* Start Supplied entries *

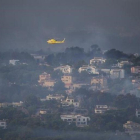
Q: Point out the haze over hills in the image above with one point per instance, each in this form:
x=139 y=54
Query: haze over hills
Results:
x=26 y=25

* End Supplied entries *

Given exercise - Lay out every line of the items above as a Markdown table with the columns No. and Text, numbering each line and omitting blank lines. Leave the pictures out of the table.

Result for this exercise -
| No. | Text |
|---|---|
| 1 | Q: Point out the haze over hills in the image above with one point per instance, each in this form: |
| 2 | x=139 y=54 |
| 3 | Query: haze over hills |
| 4 | Results: |
| 5 | x=26 y=25 |